Locate every line in the records below that contains the word "target", and copy each one.

AVAILABLE DATA:
BEGIN

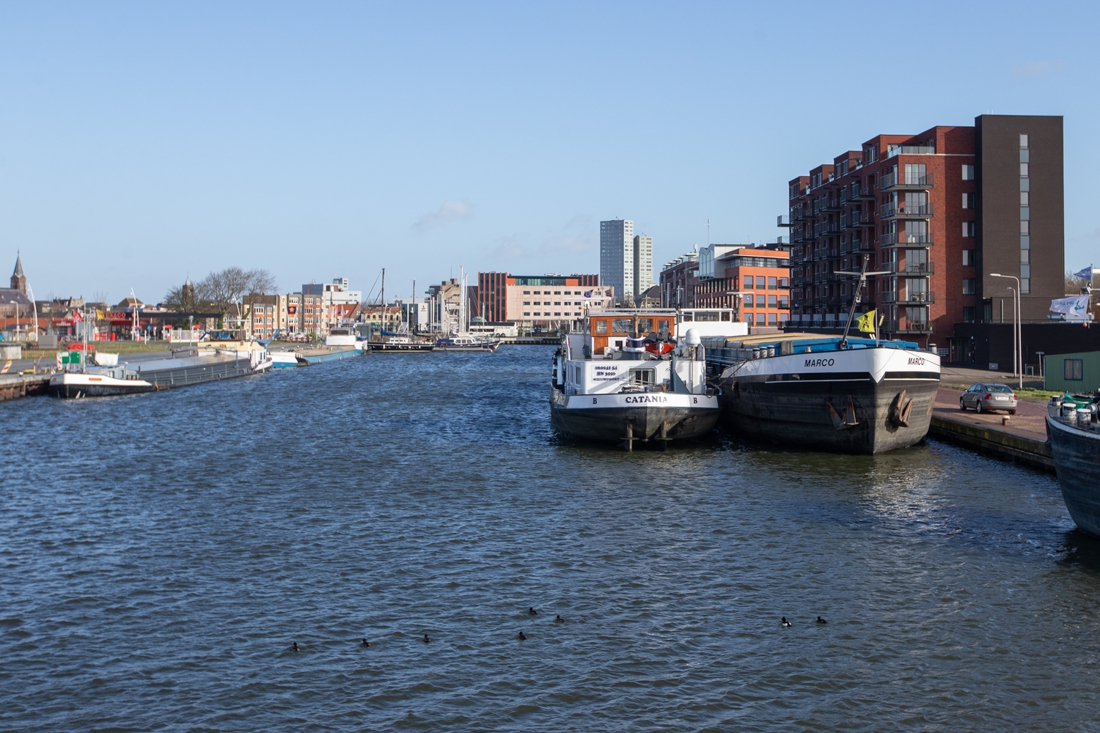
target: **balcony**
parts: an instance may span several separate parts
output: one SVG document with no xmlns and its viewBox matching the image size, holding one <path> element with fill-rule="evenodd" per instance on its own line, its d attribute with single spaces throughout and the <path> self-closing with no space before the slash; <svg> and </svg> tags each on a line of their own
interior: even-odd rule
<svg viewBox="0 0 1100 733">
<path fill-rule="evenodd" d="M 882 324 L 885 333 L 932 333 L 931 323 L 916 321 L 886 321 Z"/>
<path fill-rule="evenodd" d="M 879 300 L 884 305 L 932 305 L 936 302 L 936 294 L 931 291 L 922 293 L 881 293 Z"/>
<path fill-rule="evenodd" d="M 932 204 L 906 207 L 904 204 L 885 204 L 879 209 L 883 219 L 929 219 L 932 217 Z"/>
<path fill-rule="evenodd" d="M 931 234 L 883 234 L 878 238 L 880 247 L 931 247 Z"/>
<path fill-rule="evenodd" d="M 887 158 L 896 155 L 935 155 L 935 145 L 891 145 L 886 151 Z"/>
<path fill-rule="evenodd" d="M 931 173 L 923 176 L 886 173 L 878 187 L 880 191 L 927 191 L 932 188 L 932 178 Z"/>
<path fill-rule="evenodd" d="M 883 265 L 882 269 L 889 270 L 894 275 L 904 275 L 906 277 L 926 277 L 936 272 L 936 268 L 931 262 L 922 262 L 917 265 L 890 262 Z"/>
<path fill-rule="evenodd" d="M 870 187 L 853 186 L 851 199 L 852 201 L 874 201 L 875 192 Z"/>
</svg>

END
BEGIN

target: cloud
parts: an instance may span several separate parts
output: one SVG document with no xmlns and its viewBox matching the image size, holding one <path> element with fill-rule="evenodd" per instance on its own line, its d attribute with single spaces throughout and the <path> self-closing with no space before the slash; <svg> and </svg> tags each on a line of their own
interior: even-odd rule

END
BEGIN

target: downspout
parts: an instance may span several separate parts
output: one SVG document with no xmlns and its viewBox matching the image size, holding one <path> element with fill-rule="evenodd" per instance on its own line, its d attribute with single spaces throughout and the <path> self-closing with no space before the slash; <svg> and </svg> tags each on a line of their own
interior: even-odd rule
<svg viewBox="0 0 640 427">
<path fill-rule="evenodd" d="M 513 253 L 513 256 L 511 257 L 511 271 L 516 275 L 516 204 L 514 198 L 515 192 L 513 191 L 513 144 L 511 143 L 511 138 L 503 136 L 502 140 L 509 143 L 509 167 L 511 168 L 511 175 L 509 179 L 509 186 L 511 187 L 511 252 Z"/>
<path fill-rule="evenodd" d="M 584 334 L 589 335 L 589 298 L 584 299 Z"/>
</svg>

END

RESULT OF THE EXERCISE:
target: **balcony**
target: cloud
target: downspout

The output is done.